▶ Task to complete:
Extract every record, keeping each one exactly as it is.

(Location labeling records)
********************

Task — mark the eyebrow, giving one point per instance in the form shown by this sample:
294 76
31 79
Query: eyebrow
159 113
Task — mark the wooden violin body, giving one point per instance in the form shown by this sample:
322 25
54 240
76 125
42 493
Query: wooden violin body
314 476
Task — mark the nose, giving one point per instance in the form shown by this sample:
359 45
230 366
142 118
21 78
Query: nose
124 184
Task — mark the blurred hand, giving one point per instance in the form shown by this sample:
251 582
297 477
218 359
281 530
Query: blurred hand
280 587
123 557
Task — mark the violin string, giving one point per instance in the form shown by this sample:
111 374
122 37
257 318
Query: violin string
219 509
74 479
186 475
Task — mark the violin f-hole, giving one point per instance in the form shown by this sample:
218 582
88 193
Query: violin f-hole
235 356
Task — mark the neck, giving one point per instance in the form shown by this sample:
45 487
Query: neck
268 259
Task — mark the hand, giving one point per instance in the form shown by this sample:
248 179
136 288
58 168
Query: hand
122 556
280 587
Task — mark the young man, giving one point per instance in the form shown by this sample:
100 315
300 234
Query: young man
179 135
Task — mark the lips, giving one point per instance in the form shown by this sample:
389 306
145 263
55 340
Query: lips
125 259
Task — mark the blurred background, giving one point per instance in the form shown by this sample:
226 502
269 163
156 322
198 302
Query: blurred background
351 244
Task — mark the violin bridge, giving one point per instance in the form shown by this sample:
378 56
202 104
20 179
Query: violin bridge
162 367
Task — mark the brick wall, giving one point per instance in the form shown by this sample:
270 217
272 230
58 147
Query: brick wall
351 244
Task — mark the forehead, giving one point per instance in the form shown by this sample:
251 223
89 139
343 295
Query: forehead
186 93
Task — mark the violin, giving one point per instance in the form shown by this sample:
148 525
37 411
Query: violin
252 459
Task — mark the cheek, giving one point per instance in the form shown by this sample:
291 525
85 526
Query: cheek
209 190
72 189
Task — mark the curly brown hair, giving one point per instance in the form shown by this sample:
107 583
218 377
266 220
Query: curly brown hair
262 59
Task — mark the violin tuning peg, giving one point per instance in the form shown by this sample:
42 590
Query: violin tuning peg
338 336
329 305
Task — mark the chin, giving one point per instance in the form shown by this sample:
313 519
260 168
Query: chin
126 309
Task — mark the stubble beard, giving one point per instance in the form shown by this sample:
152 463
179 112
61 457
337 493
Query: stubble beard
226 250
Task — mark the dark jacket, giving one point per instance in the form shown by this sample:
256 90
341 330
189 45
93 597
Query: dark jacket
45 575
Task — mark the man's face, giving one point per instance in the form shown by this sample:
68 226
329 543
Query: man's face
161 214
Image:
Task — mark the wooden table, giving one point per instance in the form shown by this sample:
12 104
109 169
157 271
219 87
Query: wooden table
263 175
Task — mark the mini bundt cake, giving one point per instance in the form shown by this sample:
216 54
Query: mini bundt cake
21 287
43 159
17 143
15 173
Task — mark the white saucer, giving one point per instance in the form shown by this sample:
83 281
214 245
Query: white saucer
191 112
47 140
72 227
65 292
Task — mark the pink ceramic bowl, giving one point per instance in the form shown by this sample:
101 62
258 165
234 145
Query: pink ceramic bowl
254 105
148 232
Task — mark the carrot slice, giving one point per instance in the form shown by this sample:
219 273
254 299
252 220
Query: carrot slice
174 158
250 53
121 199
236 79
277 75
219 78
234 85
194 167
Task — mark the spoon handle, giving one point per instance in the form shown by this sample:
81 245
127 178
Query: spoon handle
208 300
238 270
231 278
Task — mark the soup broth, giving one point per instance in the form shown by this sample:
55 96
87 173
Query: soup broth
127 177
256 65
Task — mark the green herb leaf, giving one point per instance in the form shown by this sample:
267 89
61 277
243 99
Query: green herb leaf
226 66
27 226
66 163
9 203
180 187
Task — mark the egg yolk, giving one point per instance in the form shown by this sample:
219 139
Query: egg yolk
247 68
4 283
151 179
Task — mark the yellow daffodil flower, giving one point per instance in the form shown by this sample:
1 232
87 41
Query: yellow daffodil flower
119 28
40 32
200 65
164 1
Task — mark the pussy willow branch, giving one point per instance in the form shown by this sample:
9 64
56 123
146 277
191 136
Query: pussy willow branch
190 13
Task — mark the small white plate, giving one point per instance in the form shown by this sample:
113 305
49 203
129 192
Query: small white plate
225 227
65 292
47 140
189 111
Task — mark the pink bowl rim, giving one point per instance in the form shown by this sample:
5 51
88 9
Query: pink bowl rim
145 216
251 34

********************

▶ Exercise solution:
Task — mark the eyebrow, giving one point per instance in the form shown by this sample:
294 76
31 79
Query: eyebrow
159 113
Task — mark the wooden violin body, giving one point per instance in the form shown by this sample:
322 25
54 240
76 125
42 493
Query: wooden violin body
314 476
Task — mark the nose, giving one point per instance in the form shown by this sample:
359 45
230 366
142 118
21 78
Query: nose
124 184
Task — mark the blurred hand, giving one point per instance in the form shown by this sample:
251 582
297 477
218 359
281 530
Query: blurred hand
280 587
123 557
Task — mark the violin string, giving one point per instance in the form shown by this sample:
111 374
122 37
257 318
Query: violin string
219 509
74 479
186 475
Task — mark the violin f-hole, giving one point per instance in the form shown by this sample:
218 582
88 193
Query: violin f-hole
235 356
Task — mark the neck, giving one point per instance in the form shown by this sample:
45 487
Query: neck
268 259
Task — mark the hand, giving one point per instance in the form shown by this sample:
248 179
136 288
58 168
Query: hand
122 556
280 587
Task — mark the young man, giving one point per instance in the form shown by this sample:
100 315
300 234
Query: young man
179 135
Task — mark the lips, giving one point per instance in the form shown by this sample:
389 306
145 263
55 340
Query: lips
125 259
Task — mark the blurred background, giving one point per instance in the form shown by this sample:
226 502
269 163
156 322
198 302
Query: blurred background
351 244
Task — mark the violin bridge, giving one point per instance in the form shown by this sample:
378 56
202 104
20 179
Query: violin bridge
162 367
Task — mark the brick wall, giving one point per instance in the form shown by this sample:
270 217
272 230
58 147
Query: brick wall
351 244
Task — mark the forehead, giving one point per instance in the form shown by this sample:
251 223
89 139
343 295
Query: forehead
186 93
Task — mark the violin, giving one point per instance in the form shown by this sample:
148 525
37 411
Query: violin
252 459
Task — mark the cheek, giving one point per instance in the form shown by this sample:
291 525
85 526
Query: cheek
209 190
72 189
Task — mark the curly brown hair, giving one point per instance in the form shown by this sample:
107 583
218 377
266 220
Query: curly brown hair
262 59
Task — mark the violin tuning peg, giving one point per instance in the form shown by this sample:
42 590
Query: violin tuning peg
338 336
329 305
Task — mark the chin, giving one point per instance in the form shown by this sample:
313 519
260 168
Query: chin
126 309
Task — mark the stubble beard, giving one point per instance in the form shown by this sample:
152 463
179 112
61 457
337 493
Query: stubble beard
226 250
Task — mark the dark jacket, giving one point per instance in the form shown by this sample:
256 90
341 330
189 45
93 597
Query: dark jacket
45 575
Task — mark the man's face, giving one point per instance in the form shown by this sample:
68 226
329 543
Query: man's face
161 214
Image:
Task — mark the wooden table, giving one point per instance in the form shown by this sample:
12 104
109 169
157 271
219 87
Query: wooden table
263 175
Task — mark the mini bundt cake, giving one point per instance in the form shown by this sample:
216 54
Query: mini bundt cake
21 287
43 159
17 143
15 173
Task — mark the white saucer, giving one point per instance in the form shown by this sample:
83 281
214 245
Query: white saucer
191 112
47 140
72 227
65 292
Task — mark the pink ceramic bowl, giving one point per instance in the form shown by this sample:
101 62
258 165
234 145
Query: pink ceramic bowl
254 105
148 232
Task — mark the carrot slice, giving one point per instance in the form shown by this sample:
219 273
254 299
252 220
Query: carrot slice
174 158
250 53
121 199
236 79
277 75
219 78
234 85
194 167
Task — mark the spoon handle, giving one point per instance in the form shown by this sample:
81 245
127 178
Query: spoon handle
208 300
238 270
231 278
Task — mark the soup broth, giving one point per instance in the form shown by this sample:
55 96
87 173
Query: soup broth
127 177
256 65
Task — mark the green herb leaf, giving one point per instance in the form shown by this sample:
267 89
61 277
243 99
Query: green herb leaf
226 66
27 226
66 163
9 203
180 187
Task — mark the egg yolk, giving one point per instance in the form shown by this sample:
219 139
Query: egg yolk
247 68
4 283
151 179
Task — mark the yellow daffodil flower, giving one point per instance in the form shown by this sample:
1 232
87 41
Query: yellow daffodil flower
119 28
40 32
200 65
164 1
Task — mark the pussy willow branch, giving one point per instance in the form shown by this sample:
9 64
56 123
146 277
191 136
Query: pussy willow branch
190 13
Task — mark the small white plate, giving one point per instance in the form shown by this sample:
113 305
49 203
129 192
Query: small white plate
225 227
65 292
47 140
189 111
Task — mark the pink bowl rim, giving one point per instance in the form shown by this sample:
5 51
88 9
Query: pink bowl rim
145 216
251 34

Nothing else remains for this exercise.